Point-per-instance localization data:
-------

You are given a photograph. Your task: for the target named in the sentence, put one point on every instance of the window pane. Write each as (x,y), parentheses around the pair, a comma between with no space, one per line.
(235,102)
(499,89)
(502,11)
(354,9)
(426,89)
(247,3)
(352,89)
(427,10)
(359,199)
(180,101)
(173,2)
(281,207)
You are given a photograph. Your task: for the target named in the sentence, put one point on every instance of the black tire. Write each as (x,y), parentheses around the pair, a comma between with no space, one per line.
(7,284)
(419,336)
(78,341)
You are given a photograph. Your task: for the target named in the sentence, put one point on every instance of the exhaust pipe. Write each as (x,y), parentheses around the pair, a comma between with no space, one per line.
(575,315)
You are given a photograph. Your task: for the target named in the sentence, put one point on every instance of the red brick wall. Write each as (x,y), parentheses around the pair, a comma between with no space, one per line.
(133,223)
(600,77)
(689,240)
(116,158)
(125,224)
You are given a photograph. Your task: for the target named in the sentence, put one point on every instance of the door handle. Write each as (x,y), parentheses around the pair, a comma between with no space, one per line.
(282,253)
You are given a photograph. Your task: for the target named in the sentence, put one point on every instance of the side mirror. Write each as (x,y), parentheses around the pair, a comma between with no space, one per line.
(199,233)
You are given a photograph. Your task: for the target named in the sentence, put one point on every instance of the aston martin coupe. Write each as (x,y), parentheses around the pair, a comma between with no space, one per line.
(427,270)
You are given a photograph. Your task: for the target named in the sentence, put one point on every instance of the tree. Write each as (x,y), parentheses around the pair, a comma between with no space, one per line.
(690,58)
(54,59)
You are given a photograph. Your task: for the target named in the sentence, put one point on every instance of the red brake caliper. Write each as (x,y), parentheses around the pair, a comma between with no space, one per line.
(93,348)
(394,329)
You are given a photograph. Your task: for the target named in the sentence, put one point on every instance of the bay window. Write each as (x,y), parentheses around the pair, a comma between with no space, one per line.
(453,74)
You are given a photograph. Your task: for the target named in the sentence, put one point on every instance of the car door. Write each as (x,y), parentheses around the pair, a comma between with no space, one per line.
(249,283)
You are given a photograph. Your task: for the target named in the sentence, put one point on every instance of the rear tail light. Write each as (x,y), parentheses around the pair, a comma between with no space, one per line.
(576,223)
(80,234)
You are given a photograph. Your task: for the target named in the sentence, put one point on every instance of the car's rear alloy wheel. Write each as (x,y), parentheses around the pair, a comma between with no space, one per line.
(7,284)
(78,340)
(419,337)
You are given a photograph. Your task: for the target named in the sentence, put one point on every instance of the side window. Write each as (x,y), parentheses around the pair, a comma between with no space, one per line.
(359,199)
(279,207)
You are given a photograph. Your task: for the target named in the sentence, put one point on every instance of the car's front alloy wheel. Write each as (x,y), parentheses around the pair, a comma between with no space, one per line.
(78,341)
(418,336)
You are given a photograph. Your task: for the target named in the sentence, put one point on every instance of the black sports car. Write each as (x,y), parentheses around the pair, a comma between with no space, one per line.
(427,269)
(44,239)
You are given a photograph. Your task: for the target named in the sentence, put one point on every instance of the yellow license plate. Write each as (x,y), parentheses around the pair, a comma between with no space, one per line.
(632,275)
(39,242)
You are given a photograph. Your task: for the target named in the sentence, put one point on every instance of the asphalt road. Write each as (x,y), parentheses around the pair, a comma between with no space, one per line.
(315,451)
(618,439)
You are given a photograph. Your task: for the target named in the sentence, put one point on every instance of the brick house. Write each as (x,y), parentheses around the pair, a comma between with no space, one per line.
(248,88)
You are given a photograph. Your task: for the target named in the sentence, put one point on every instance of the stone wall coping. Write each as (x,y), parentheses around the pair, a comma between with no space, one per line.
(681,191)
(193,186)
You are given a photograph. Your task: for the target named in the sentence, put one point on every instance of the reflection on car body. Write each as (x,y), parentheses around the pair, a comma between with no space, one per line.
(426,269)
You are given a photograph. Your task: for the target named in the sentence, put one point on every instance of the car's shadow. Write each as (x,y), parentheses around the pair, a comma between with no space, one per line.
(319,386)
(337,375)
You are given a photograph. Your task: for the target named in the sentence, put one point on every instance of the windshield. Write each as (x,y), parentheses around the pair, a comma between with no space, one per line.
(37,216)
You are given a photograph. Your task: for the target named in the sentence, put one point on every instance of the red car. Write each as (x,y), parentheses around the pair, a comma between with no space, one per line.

-------

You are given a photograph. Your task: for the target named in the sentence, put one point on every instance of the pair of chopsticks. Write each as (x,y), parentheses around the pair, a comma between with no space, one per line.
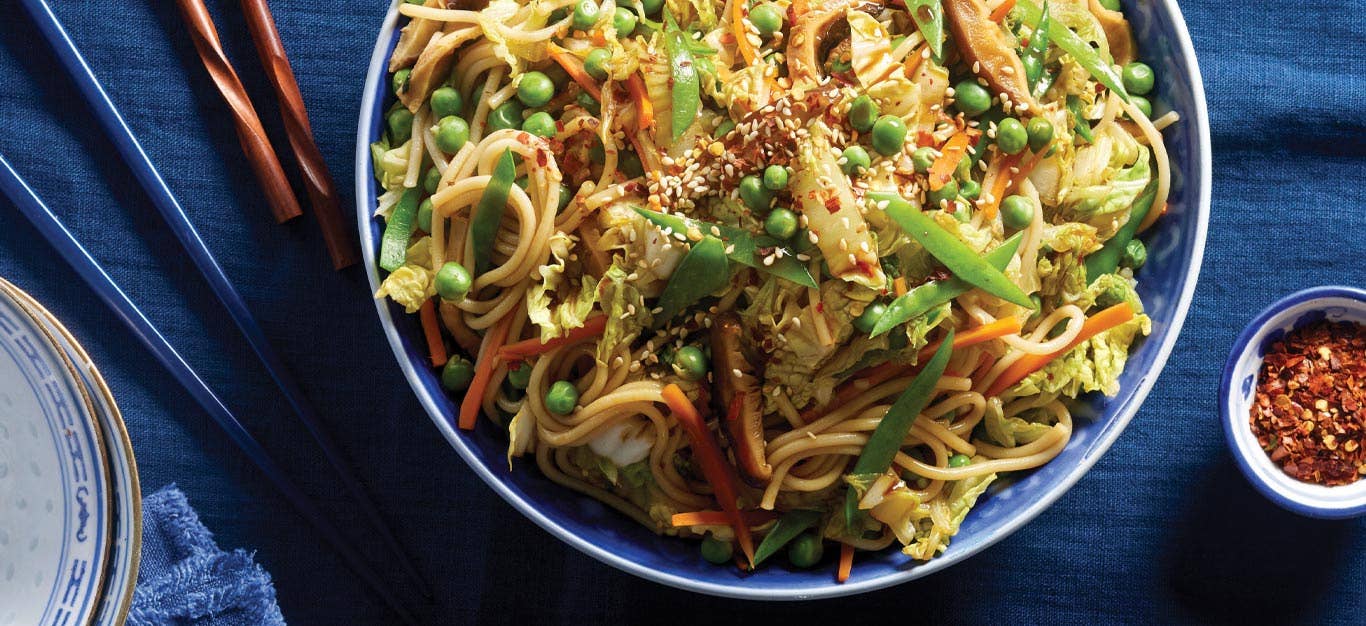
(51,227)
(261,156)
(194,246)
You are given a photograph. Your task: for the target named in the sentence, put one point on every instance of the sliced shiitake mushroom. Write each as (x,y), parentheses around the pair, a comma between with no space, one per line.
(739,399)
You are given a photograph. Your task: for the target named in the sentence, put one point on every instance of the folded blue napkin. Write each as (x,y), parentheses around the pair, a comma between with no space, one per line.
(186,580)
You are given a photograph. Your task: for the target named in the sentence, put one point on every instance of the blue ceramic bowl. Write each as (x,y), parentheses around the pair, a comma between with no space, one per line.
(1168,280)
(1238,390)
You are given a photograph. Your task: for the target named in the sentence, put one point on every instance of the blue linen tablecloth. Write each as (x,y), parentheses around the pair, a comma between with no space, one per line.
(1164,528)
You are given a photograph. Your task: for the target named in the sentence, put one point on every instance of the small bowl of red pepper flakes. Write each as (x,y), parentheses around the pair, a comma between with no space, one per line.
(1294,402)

-------

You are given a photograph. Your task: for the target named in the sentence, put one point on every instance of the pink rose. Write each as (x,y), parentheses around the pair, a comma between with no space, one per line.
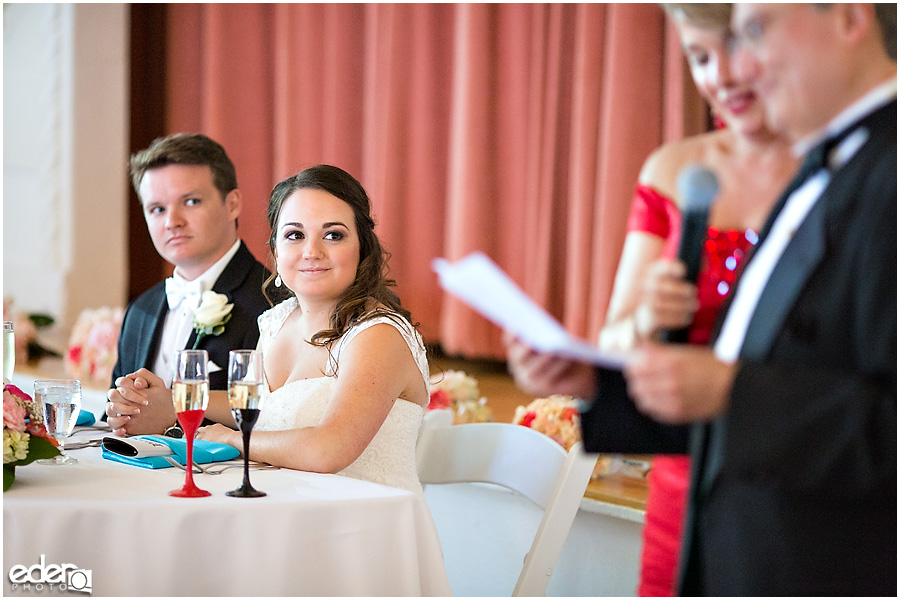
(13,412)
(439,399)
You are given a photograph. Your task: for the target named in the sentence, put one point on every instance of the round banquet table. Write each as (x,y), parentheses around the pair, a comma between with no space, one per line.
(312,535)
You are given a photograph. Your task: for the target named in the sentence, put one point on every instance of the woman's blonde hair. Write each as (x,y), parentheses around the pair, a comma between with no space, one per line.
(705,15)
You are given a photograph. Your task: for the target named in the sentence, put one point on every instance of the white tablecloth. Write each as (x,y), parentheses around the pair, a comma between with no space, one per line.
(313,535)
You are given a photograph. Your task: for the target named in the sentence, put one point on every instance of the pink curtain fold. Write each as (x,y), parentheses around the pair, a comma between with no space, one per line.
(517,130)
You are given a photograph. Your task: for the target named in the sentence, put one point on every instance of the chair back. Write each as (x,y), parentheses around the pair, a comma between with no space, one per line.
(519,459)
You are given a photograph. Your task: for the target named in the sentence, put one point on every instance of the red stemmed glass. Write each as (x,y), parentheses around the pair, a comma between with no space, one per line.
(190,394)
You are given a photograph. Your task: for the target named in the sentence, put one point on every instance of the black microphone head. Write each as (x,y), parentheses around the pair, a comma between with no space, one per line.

-------

## What the exercise asks
The response must hold only the lines above from the line with "of the chair" through the line with "the black microphone", each copied exactly, both ends kept.

## Result of the task
You are given a photograph. Your task: for the target named in the sentence, put one point on every instance of the chair back. Write each as (x,y), parentheses around the pair, a comma between with no space, one per line.
(519,459)
You are given a photograph. Your task: for the target named in the sentence, put one point on every instance of the red stemmed glass. Write each as (x,y), parentheses around the pair, a comma between with no space, one per line.
(190,394)
You are given a photograph. Your task: for the target named in the sentence, put one point on every instance of the black microphone head. Write each as (x,y), parentheses around the pair, a comma between with no space, one per line.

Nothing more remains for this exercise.